» REQUEST
Write what comes next in the passage on the microstructure and fatigue modeling of solid-state deposited IN625, starting right after its final sentence.

» DOCUMENT SEGMENT
•••••

The high-fidelity fatigue model includes an LC growth stage that is captured using traditional linear elastic fracture mechanics (LEFM) and is extensively described by Xue et al.37 The LC growth model is utilized for when the fatigue crack approaches several millimeters in length. Thus, the MSF LC growth regime is used for specimens and components with large cross sections. Therefore, this presented work did not model the LC growth regime because of the small fatigue specimen size. The primary focus of this study was to model the number of cycles to incubate a crack, \( N_{\text{Inc}} \), and model the number of cycles to grow a crack in the microstructure and small crack regime,\( N_{\text{MSC/PSC}} \), similar to previous work.26,28,31,33

Results and Discussion

Figure 2 displays the Euler EBSD texture maps for three locations of a representative deposited build layer, with average grain size and number of grains. Texture characterization of the representative specimen revealed a significant decrease in the average grain size, from 30 µm for the feedstock to 1 µm for the as-deposited IN625 material. The area of most significant reduction in grain size occurred at the deposition interface layer, where the grain size reduced to as low as 0.26 µm in the interfacial layer of as-deposited IN625, as seen in Fig. 2d. The refined grain size is a product of the depositional process due to dynamic recrystallization of the grains and is supported by the equiaxed grain morphology of as-deposited IN625 material.18

Fig. 2
figure 2

(a) Schematic of EBSD locations of the high-shear solid-state deposition process. (b) Euler EBSD map representative of the center location of deposited layer with average grain size of 1.2 µm. (c) EBSD map between the center of the build layer and interface with average grain size of 0.82 µm. (d) EBSD map of the layer interface of two deposited layers with average grain size of 0.26 µm

Figure 3 displays the optical micrographs, where carbides M23C6 and M6C15 are seen distributed on the polished surface of the feedstock and as-deposited IN625 samples. Figure 3a shows the carbide size and distribution within the feedstock in the mechanical loading orientation. The feedstock loading direction is characterized by large, unevenly dispersed asymmetrical carbides. Figure 3b reveals that the MELD process produced microstructures with small, evenly distributed carbides. Figure 3c shows the normal distribution of carbides based on size, where the high-shear solid-state deposition process showed an increase in the carbide density at smaller particle sizes compared with the wrought feedstock. Analysis revealed a decrease of average carbide size (8.43–1.82 µm2) and volume fraction (0.773 to 0.437), which suggests that the high-shear solid-state deposition process breaks up the carbides into smaller sub-particles. The lower average carbide size and a smaller nearest neighbor distance of particles (14.0–12.0 µm) are indicative of a more homogeneous microstructure because of the mechanical processing of the solid-state process.

•••••

» INFORMATION GIVEN
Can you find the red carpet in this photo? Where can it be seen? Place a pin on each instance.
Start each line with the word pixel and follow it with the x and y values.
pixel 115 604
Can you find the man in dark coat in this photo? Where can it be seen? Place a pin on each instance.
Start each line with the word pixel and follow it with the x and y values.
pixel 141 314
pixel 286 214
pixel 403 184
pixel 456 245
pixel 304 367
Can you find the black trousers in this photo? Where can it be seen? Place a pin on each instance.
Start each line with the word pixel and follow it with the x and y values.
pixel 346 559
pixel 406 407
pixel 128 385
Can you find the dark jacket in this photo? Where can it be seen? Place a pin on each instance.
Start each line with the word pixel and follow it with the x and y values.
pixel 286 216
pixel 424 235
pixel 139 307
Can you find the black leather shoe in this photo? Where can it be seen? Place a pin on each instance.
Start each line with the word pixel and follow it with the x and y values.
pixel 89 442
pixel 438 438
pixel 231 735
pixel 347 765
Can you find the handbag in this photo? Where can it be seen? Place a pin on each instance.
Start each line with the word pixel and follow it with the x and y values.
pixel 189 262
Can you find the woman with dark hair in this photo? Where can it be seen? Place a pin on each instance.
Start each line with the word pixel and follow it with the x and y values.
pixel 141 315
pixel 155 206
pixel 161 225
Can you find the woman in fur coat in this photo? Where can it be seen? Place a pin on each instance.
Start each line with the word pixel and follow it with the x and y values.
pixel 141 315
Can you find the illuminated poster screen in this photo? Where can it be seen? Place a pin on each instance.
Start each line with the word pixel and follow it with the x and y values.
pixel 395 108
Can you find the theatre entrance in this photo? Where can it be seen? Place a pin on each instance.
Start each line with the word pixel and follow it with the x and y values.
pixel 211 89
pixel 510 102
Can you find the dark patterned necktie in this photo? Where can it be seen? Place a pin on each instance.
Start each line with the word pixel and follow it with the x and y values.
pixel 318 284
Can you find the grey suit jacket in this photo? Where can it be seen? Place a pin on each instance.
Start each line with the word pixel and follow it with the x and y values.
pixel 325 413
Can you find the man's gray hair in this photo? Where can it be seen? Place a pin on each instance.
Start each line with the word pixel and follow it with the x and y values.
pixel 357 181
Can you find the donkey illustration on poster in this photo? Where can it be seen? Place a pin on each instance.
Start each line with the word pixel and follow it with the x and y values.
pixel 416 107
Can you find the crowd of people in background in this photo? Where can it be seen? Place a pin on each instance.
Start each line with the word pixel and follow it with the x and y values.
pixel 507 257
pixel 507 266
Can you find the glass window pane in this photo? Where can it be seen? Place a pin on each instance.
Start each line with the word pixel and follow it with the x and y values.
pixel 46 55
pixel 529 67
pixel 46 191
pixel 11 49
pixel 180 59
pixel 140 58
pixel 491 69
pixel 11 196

•••••

» EXERCISE OUTPUT
Fig. 3
figure 3

(a) Optical micrograph of feedstock IN625 constituent particles in loading direction. (b) Optical analysis of constituent particles in as-deposited IN625 material in loading direction. (c) Particle size distribution of as-deposited IN625 and feedstock

Representative TEM STEM-HAADF micrographs of feedstock IN625 and as-deposited IN625 are presented in Fig. 4. For comparative purposes, Fig. 4a depicts a STEM-HAADF image of the feedstock microstructure in the loading orientation. Figure 4a exhibits a coarse microstructure with large grains and unevenly distributed carbides within the nickel matrix of the IN625. Figure 4b is a magnified view of an asymmetrical carbide pinned between grain boundaries found in the IN625 feedstock. The large, irregularly shaped carbides of the feedstock correlate well with the size and shape distribution seen in Fig. 3.

Fig. 4
figure 4

(a) TEM micrograph of IN625 feedstock exhibiting large grains and carbides taken in loading direction. (b) Magnified view of carbide in feedstock. (c) TEM micrograph of as-deposited IN625 taken from the interface layer in loading direction. (d) Magnified view of as-deposited IN625 refined microstructure with ultra-refined grains and carbides

Figure 4c shows a STEM-HAADF micrograph of the as-deposited IN625 in the loading direction, which is taken from the interface layer of the high-shear deposition represented by the Euler EBSD map in Fig. 2d. Additionally, Fig. 4d shows the magnified TEM image of a sub-micron grain with a dispersion of small refined carbides found within the as-deposited IN625. TEM analysis of the feedstock and as-deposited IN625 revealed ultra-fine-grain refinement of the microstructure due to dynamic recrystallization caused by the combination of the hydrostatic pressure and severe plastic deformation of the feedstock during deposition. The TEM analysis correlates the sub-micron grain refinement, found within the interface layer, with the Euler EBSD maps presented in Fig. 2d. The STEM images suggest that severe plastic deformation refined the larger carbides within the feedstock into smaller, more homogenously dispersed particles within the as-deposited IN625. Figure 4d shows nano-scale particles in the as-deposited IN625, further supporting that the high-shear deposition process can refine the brittle inclusions.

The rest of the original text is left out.